Stored data entries

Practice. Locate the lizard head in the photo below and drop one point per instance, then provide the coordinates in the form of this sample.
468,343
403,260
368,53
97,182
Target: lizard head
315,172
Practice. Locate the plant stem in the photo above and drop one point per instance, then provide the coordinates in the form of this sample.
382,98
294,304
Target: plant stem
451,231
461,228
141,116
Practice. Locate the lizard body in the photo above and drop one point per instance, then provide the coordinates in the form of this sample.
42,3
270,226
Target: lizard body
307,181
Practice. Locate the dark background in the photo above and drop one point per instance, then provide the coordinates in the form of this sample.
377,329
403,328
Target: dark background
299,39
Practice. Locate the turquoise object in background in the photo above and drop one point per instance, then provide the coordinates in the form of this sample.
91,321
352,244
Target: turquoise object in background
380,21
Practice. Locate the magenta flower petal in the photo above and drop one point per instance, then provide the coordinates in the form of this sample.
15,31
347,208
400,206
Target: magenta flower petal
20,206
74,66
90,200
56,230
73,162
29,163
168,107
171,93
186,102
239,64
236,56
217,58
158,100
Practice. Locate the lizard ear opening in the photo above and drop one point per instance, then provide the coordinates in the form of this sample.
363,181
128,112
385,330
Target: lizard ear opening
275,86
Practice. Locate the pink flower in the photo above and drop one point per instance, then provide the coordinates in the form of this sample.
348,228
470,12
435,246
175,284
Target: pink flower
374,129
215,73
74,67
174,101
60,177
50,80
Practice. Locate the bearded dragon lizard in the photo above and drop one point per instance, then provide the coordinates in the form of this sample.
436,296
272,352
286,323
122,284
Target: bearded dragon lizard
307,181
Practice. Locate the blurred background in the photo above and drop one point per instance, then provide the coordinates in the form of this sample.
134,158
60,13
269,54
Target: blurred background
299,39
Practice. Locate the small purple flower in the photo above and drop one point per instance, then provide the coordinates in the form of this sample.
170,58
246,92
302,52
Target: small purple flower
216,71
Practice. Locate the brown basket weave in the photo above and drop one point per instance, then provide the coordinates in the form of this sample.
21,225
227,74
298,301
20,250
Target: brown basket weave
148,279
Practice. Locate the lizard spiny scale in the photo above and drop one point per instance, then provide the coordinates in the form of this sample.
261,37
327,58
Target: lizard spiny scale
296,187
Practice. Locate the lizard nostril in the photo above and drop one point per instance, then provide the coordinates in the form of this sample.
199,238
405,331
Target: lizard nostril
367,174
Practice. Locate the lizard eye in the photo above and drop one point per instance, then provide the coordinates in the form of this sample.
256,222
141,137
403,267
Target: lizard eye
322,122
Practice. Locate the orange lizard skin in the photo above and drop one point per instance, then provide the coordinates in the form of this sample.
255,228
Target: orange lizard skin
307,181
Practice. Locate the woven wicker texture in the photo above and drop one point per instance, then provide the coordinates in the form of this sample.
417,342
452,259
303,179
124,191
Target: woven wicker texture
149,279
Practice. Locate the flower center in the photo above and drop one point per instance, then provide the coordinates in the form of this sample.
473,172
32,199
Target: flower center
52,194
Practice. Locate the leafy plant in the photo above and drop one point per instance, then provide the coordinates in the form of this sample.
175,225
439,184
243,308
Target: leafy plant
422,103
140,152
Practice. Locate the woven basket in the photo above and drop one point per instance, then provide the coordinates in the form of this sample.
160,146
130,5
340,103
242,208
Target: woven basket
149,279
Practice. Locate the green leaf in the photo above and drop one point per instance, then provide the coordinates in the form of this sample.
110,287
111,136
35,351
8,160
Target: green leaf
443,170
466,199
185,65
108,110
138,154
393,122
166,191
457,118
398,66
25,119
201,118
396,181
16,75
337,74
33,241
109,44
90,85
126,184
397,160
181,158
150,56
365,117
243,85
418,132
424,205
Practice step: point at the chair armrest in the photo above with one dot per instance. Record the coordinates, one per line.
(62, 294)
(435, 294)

_Task item_
Print all the entries above. Keep each one exact.

_Answer section_
Practice. Locate the lizard head in the photo below and drop one point per instance, then provide the coordinates in the form of this sample.
468,343
403,260
368,53
97,182
Target: lizard head
315,172
Practice. Locate the plant stem in the photo above and drop one point per instance, then provide the coordinates in the form of this sample.
382,98
294,304
Target: plant stem
451,231
461,228
141,116
Practice. Locate the lizard body in the photo above and drop one point per instance, then provide the coordinates in the form of this sample.
42,3
270,226
Target: lizard body
307,181
Practice. Locate the dark background in the photo above and drop one point per instance, then provide the coordinates in the form of this sample.
377,329
403,328
Target: dark background
299,39
Practice. Locate the turquoise object in background in the photo above and drop one point per instance, then provide the coordinates in the form of this sample.
91,321
352,244
Target: turquoise object in background
380,21
Practice. Locate the magenta flower petal in the photo above and drop one point per instance, then provide the coordinates in the form of this sample.
15,31
347,208
400,206
Target: magenta flower petal
20,206
74,66
90,200
56,230
73,162
29,163
168,107
171,93
186,102
239,64
236,56
217,58
158,100
Practice. Locate the lizard ear opening in the photo above and drop one point per instance, then provide the coordinates in the form of this sample.
363,181
128,112
385,330
Target: lizard ear opening
275,86
Practice. Locate the pink flower in the photo above and drop one point per instance, then provide the coordinates in the form of this sample.
348,228
470,12
435,246
175,284
Target: pink flower
374,129
215,73
74,67
174,101
60,177
50,80
Practice. Locate the bearded dragon lizard in the photo above and drop one point per instance, then provide the coordinates in the form of this sample.
436,296
272,352
286,323
122,284
Target: bearded dragon lizard
307,181
Practice. Locate the blurred background in the photo above and drop one point per instance, then provide the coordinates in the form of this sample.
134,158
60,13
269,54
Target: blurred background
299,39
Practice. Locate the small purple flower in the photo above and drop one point per instance, then provide the coordinates in the form of this sample.
170,58
246,92
302,52
Target: small purple flower
216,71
Practice. Locate the brown basket weave in the photo above and drop one point per instance, then provide the coordinates in the form of this sample.
21,225
227,74
298,301
20,250
Target: brown basket weave
148,279
Practice. Locate the lizard spiny scale in the photo above and drop one point per instance, then provide the coordinates in the form of this sample.
261,37
327,58
Target: lizard spiny scale
296,187
Practice. Locate the lizard nostril in the photo above and drop one point per instance, then provide the coordinates in the form of this sample.
199,238
405,331
Target: lizard nostril
367,174
Practice. Locate the lizard eye in the photo above and drop one point per instance, then provide the coordinates in the form of this sample.
256,222
141,137
403,267
Target: lizard eye
322,122
Practice. Locate the orange lizard skin in the photo above and drop one point per instance, then provide the coordinates in the form of this sample.
255,228
Target: orange lizard skin
307,181
Practice. Locate the woven wicker texture in the photo above and drop one point per instance, then provide the coordinates in the form of this sample.
417,342
452,259
303,179
124,191
Target: woven wicker texture
149,279
Practice. Locate the flower center in the photo above and drop one point per instance, then provide the coordinates in the form of this sample.
473,172
32,199
Target: flower center
52,194
Practice. Locate the leafy plant in the photo above and drop one point per instance, then provide the coordinates in the form of this sample.
175,225
439,184
243,308
Target: leafy plant
422,103
140,152
Practice. Locate the woven basket in the photo above and drop one point per instance, then provide the coordinates in the form of this sample.
160,146
130,5
340,103
242,208
Target: woven basket
149,279
Practice. Locate the green leaf in the photo above and drop one point per instance, then provide the coordinates in the form of this sample.
110,287
111,136
35,351
8,160
Target: green leaf
443,170
466,199
185,65
108,110
138,154
393,122
166,191
457,118
398,66
25,119
201,118
396,181
16,75
337,74
33,241
109,44
90,85
126,184
397,160
181,158
150,56
365,117
243,85
418,132
424,205
Practice step: point at the chair armrest in the photo above with one dot per instance. Record the coordinates, one per line.
(62, 294)
(435, 294)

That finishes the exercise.